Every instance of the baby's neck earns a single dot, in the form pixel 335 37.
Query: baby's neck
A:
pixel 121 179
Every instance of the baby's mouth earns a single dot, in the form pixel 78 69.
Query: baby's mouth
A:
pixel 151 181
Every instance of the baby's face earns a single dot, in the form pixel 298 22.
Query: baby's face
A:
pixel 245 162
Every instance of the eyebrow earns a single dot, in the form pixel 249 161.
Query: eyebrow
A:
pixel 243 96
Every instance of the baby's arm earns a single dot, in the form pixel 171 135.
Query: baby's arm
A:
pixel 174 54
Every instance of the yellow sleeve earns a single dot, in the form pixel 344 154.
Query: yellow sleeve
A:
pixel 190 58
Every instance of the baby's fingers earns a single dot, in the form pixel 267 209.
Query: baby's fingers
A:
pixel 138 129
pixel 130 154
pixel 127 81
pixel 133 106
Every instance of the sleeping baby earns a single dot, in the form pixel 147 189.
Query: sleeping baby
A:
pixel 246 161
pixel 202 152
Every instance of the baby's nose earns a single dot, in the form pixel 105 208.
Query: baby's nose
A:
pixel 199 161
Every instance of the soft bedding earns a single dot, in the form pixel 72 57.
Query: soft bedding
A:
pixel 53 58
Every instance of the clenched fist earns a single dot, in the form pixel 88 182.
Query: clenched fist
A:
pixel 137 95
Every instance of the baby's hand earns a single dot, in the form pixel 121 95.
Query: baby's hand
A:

= = = =

Reproduce every row above verbatim, changing nothing.

Every instance of the baby's neck earns a single dot, in the form pixel 335 37.
Query: baby's neck
A:
pixel 121 179
Every instance of the baby's mouth earns a single dot, in the form pixel 78 69.
Query: baby's mouth
A:
pixel 151 181
Every instance of the baby's face earns a single dot, in the form pixel 298 22.
Query: baby's face
A:
pixel 245 162
Every instance of the eyebrow earns a single dot, in the form pixel 249 161.
Query: eyebrow
A:
pixel 243 96
Every instance of the baby's arm earns a single dot, in the form pixel 171 135.
Query: baby's arm
A:
pixel 174 54
Every instance of the yellow sleeve earns a single dot, in the form pixel 344 154.
Query: yellow sleeve
A:
pixel 190 58
Every instance of the baby's fingers earns a single dot, in the form pixel 267 209.
Query: baby's fingers
A:
pixel 138 129
pixel 130 154
pixel 127 81
pixel 133 106
Every instance of the sleeping baby earns a single dot, in the form pixel 147 189.
Query: sleeping baby
A:
pixel 246 161
pixel 202 152
Every instance of the baby's nose earns a single dot, in the form pixel 105 208.
Query: baby's nose
A:
pixel 199 161
Every instance of the soft bedding earns a single dot, in the form pixel 72 57.
Query: soft bedding
A:
pixel 53 58
Every instance of the clenched fist earns a single dot, in the form pixel 88 182.
Query: clenched fist
A:
pixel 137 95
Every instance of the baby's hand earns a single dot, in the form pixel 121 95.
Query: baby's hand
A:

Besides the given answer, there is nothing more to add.